DO THIS
Extend the dated blog posts below, picking up right after the final sentence about the Destroyer set.

PROVIDED TEXT
10.28.2005

Reconstruction is expensive.

The American Red Cross needs your help. They have had to take out $340 million dollars in loans, the first time the charity has ever gone into debt for disaster relief. [New York Times story here.]

10.20.2005

Hmm

From NPR, Senator Patrick Leahy on completion of the Miers' confirmation hearings:
We do not have an end time and whether we get out at Thanksgiving or not is not my concern; my concern is that it is done right. And if the questions are…answered as incompletely as they have been, then it’s going to be a long hearing indeed.
One might say an analogous statement could be made of Iraq.

10.16.2005

Assorted miscellany

Definition of a bad party: black suits dancing to YMCA.* I passed by a classic case in the form of a charity gala a block down on my street last night. Today on 15th street: an apartment's windows open to the fair weather, Clap Your Hands Say Yeah! blaring over the fan. Definition of a great Sunday.

American diplomats still can't speak Arabic. It occurs to me that part of the problem is excellent Arabic speakers are alienated by our administration's aggressive regional policy [I certainly am, not that I'm any great shakes at the language]. It also occurs to me that the Foreign Service Institute, competent as it is, overlooks the power of immersion. They get you to an intermediate level of speaking ability and then send you to post to work it out on your own. Continued training in the destination country: cheap, easy, effective.

Outlets for your underused creativity: New Yorker Cartoon Contest and WaPo's Style Invitational, where I regularly fulfill my need for bad puns.**

*Funny, Connor Deasy just sang, "Guess everyone else went to a better party," into my ear.
**Incidentally, if anyone knows the permalink generator for Post content, I'd be ever so grateful.

Sing all hail, what'll be revealed today...

Caught the New Pornographers* tonight at the 9:30 club. Fun show. Full disclosure: when I first heard the New Pornographers, I didn't get it. It was wall of sound done the indie rock way, but to me it just sounded like music that turned on and off like a light switch. One dynamic level, a climax lasting for an entire song, it asked too much of me. However, I really like the new album Twin Cinema. I think they're pushing their sugary kitschy pop into more complexity without losing any of the fun. So when my friend Elise said she luuuu-uvs them and wanted to see the show, sounded like a good idea. Especially because Destroyer was opening and also because I have always wanted to know what it feels like to be in a room with Neko Case.

Destroyer was good. Unfortunate that a lot of people had never heard of him, and literate lyrics don't necessarily register when you hear them for the first time out of large speakers in a club. Especially if these people were here for the poppiest of the pop, they weren't expecting to have to think for their enjoyment.

ROWS
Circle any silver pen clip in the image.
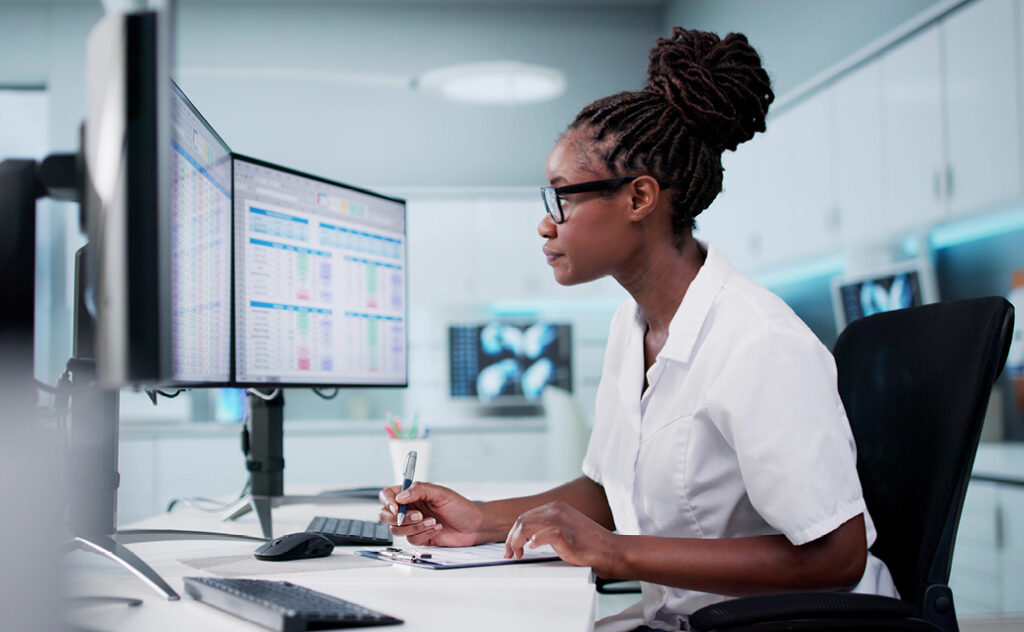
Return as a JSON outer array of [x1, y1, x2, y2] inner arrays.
[[377, 546, 431, 562]]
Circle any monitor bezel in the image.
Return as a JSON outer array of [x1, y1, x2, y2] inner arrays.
[[831, 259, 938, 335], [230, 152, 412, 389], [165, 79, 234, 388]]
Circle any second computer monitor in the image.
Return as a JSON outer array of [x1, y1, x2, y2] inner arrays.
[[170, 85, 231, 384], [233, 156, 408, 386]]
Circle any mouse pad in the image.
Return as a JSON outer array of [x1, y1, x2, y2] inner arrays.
[[179, 552, 389, 578]]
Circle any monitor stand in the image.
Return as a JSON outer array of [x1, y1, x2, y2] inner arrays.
[[12, 149, 264, 600], [66, 245, 264, 600], [224, 389, 372, 539]]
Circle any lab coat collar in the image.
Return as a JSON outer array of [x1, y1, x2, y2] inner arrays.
[[659, 240, 732, 363]]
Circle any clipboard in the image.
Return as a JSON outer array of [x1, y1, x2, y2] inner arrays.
[[355, 542, 558, 571]]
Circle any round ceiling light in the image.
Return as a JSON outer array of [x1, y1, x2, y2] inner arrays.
[[418, 61, 565, 106]]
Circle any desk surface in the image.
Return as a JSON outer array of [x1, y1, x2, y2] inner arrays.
[[67, 483, 596, 632]]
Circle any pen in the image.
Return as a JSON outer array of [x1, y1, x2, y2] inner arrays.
[[398, 450, 416, 526]]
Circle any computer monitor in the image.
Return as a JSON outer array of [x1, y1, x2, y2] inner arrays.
[[449, 321, 572, 406], [83, 12, 171, 387], [233, 155, 409, 386], [170, 84, 231, 385], [831, 260, 938, 332]]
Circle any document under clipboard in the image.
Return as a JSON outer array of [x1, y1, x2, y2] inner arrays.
[[355, 542, 558, 571]]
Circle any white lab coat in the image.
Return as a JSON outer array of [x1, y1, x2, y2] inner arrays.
[[584, 244, 897, 632]]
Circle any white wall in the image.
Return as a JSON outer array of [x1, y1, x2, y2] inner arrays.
[[178, 2, 660, 187]]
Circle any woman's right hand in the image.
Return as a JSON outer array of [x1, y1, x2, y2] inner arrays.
[[378, 481, 484, 546]]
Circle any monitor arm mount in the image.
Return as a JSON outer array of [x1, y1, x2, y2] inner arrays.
[[0, 154, 264, 600], [224, 389, 370, 539]]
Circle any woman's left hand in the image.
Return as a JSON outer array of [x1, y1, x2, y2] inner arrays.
[[505, 501, 623, 579]]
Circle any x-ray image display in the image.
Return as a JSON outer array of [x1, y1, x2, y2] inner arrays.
[[449, 322, 572, 404], [840, 271, 922, 323]]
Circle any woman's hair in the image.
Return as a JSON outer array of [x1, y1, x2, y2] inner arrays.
[[568, 27, 774, 238]]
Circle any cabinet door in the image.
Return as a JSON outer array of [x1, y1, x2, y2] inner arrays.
[[752, 113, 800, 267], [696, 137, 762, 273], [829, 62, 887, 249], [882, 27, 946, 235], [784, 90, 841, 258], [942, 0, 1020, 214]]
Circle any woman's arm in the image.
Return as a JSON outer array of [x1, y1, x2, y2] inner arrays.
[[480, 476, 615, 542], [378, 476, 614, 546], [506, 502, 867, 596]]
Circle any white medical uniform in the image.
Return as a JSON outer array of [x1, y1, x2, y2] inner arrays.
[[583, 244, 897, 632]]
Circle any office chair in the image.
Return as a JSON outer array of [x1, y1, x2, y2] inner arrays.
[[690, 297, 1014, 632]]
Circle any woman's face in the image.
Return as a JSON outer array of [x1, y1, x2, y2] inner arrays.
[[537, 137, 636, 286]]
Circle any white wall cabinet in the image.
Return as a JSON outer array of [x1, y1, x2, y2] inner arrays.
[[696, 136, 765, 271], [720, 0, 1024, 271], [784, 86, 842, 257], [881, 28, 946, 235], [949, 480, 1024, 617], [941, 0, 1021, 215]]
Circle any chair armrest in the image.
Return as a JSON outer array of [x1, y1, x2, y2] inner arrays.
[[690, 592, 924, 632]]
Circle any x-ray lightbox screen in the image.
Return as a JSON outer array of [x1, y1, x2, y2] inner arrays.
[[449, 322, 572, 405]]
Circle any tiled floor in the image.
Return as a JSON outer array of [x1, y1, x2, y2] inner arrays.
[[597, 594, 1024, 632]]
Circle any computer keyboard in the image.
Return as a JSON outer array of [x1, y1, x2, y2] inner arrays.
[[306, 515, 393, 546], [185, 577, 403, 632]]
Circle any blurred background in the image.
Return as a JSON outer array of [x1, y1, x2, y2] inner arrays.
[[0, 0, 1024, 618]]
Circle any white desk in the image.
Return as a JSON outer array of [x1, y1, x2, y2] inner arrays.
[[67, 483, 596, 632]]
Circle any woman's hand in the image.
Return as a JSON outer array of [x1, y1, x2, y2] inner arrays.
[[378, 481, 484, 546], [505, 501, 622, 578]]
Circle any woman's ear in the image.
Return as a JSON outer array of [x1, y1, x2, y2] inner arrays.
[[630, 175, 662, 221]]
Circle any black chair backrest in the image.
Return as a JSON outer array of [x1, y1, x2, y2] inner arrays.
[[835, 297, 1013, 604]]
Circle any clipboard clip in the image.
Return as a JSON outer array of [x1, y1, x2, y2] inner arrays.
[[377, 546, 431, 562]]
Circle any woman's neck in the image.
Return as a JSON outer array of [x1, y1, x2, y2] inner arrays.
[[616, 235, 707, 333]]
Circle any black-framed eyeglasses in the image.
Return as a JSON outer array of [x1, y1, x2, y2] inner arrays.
[[541, 175, 669, 224]]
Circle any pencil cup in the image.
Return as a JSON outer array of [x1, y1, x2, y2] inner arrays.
[[387, 438, 430, 484]]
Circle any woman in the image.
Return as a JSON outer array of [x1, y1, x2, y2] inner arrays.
[[380, 28, 896, 630]]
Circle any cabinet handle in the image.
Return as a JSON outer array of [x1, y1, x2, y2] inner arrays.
[[825, 206, 843, 233], [995, 504, 1007, 551]]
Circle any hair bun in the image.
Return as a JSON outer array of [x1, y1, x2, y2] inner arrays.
[[646, 27, 775, 151]]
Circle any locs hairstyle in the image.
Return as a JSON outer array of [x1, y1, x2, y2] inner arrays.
[[568, 27, 775, 246]]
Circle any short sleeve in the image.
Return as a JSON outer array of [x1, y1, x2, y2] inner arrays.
[[707, 325, 866, 545]]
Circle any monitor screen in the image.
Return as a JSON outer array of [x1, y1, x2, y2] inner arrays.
[[833, 262, 935, 331], [170, 85, 231, 384], [449, 322, 572, 404], [233, 156, 408, 386]]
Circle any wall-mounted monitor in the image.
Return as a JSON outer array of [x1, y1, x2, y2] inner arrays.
[[449, 321, 572, 406], [831, 260, 938, 332], [233, 156, 409, 386]]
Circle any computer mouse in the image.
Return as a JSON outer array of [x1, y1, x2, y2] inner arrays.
[[253, 532, 334, 561]]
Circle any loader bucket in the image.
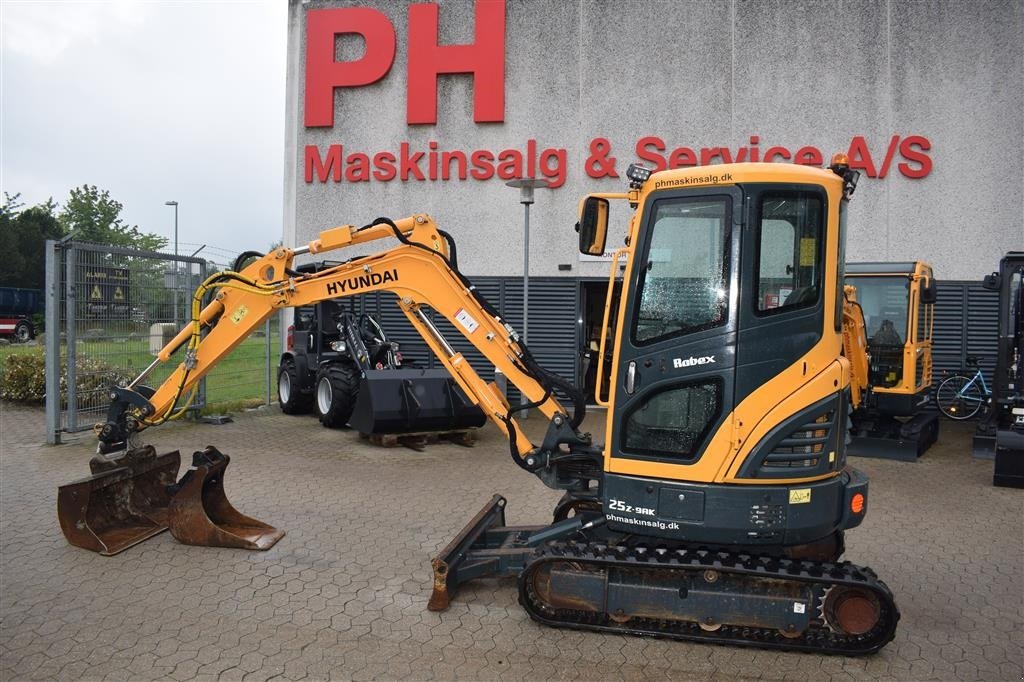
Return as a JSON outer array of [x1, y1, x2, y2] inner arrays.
[[167, 445, 285, 550], [57, 445, 181, 556], [348, 369, 486, 434]]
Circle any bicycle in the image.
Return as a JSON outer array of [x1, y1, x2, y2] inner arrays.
[[935, 355, 992, 421]]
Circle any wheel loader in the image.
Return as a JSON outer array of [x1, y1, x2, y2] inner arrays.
[[278, 258, 486, 438], [844, 261, 939, 462], [61, 155, 899, 654]]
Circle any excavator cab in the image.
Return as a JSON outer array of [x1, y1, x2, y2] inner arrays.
[[845, 261, 939, 461]]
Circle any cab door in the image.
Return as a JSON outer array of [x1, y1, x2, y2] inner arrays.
[[608, 187, 742, 476]]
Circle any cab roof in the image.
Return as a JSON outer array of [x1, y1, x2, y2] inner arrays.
[[643, 163, 843, 191], [846, 260, 932, 276]]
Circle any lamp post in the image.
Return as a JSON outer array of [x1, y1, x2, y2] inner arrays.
[[164, 201, 178, 327], [505, 177, 551, 409]]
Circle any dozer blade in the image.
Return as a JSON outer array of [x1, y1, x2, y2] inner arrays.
[[57, 445, 181, 556], [348, 369, 486, 434], [167, 445, 285, 550]]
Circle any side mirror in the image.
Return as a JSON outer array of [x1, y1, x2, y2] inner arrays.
[[921, 279, 938, 303], [577, 197, 608, 256], [981, 272, 1002, 291]]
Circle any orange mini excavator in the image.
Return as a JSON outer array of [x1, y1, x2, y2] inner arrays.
[[60, 156, 899, 654]]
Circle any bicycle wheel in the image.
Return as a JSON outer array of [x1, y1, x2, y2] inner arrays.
[[935, 374, 985, 421]]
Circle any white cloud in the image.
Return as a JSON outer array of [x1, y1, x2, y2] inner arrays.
[[0, 0, 288, 250], [2, 0, 153, 65]]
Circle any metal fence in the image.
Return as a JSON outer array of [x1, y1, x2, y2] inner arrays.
[[43, 242, 280, 443]]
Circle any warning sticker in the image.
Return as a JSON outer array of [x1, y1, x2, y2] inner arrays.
[[800, 237, 818, 267], [455, 308, 480, 334], [790, 487, 811, 505]]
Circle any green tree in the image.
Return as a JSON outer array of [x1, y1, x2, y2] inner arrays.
[[0, 193, 65, 289], [57, 184, 167, 251]]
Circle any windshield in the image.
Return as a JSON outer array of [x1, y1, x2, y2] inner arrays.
[[846, 274, 910, 345], [633, 197, 730, 344]]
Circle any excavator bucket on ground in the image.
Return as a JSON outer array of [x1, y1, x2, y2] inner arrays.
[[57, 445, 285, 556], [348, 368, 486, 434], [57, 445, 181, 556], [167, 445, 285, 550]]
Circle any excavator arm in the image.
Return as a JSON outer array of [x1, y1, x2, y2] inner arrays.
[[99, 214, 600, 487], [843, 285, 868, 409]]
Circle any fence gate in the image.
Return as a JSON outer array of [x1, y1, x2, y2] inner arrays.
[[44, 241, 207, 443]]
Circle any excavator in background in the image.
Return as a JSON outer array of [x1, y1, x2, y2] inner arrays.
[[61, 155, 899, 655], [278, 262, 486, 450], [844, 261, 939, 462], [974, 251, 1024, 487]]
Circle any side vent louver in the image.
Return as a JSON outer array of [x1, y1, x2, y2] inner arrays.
[[738, 392, 850, 479], [761, 410, 836, 474]]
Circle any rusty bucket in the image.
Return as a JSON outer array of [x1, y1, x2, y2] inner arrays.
[[167, 445, 285, 550], [57, 445, 181, 556]]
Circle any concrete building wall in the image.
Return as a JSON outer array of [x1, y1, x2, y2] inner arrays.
[[285, 0, 1024, 280]]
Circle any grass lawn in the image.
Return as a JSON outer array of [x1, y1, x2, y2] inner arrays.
[[0, 325, 281, 413]]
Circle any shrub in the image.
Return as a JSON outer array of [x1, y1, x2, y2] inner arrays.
[[0, 350, 132, 409]]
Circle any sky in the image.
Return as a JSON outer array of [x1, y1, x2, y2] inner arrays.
[[0, 0, 288, 264]]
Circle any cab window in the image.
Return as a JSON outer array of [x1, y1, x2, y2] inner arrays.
[[633, 197, 731, 345], [756, 191, 824, 314]]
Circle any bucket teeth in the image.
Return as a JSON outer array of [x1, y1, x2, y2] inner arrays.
[[57, 445, 181, 556], [168, 445, 285, 550], [57, 445, 285, 556]]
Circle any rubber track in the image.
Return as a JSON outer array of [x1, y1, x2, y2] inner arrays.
[[519, 542, 899, 655]]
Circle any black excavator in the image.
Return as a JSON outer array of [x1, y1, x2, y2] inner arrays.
[[61, 155, 899, 655], [974, 251, 1024, 487]]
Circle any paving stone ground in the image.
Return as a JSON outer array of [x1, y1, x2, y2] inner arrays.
[[0, 404, 1024, 680]]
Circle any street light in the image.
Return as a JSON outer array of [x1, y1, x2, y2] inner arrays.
[[505, 177, 551, 409], [164, 201, 178, 327]]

REPLY TO THE EXERCISE
The New P's were pretty awesome. They're exactly the kind of band you should see on a Saturday night when you want to cut loose, toss your hair, and shake your hips. I refuse to understand people who go to jam sessions where they close their eyes and sway. Or stand stock still. This was not that kind of concert. Roommate Ellen and her younger sister were also in attendance. Ellen was disappointed they did not sound different than the record. But...I dunno. I guess I think that the record has enough happy accidents on it that just being able to replicate it is kind of impressive. And if they added a whole bunch of guitar solos or complicated drum beats, would it be as much fun to dance to?

*Dude, what's up with that name? Your mama don't approve of racy nonsense. Funny, it's actually because some televangelist, Jimmy Stewart, doesn't approve of any music whatsoever (not even Christian music). Newman claims "it was just two words I liked the sound of together," and then when he discovered Swaggart had written a book called Music: The New Pornography, thought it was too perfect to pass up.

10.14.2005

"We are tired."

The Spanish coastline is visible on a clear day in northern Morocco; that's how close it is. Even closer are the two enclaves, Ceuta and Melilla, surrounded on three sides by Morocco. Many poor African migrants attempt to reach Europe through these enclaves.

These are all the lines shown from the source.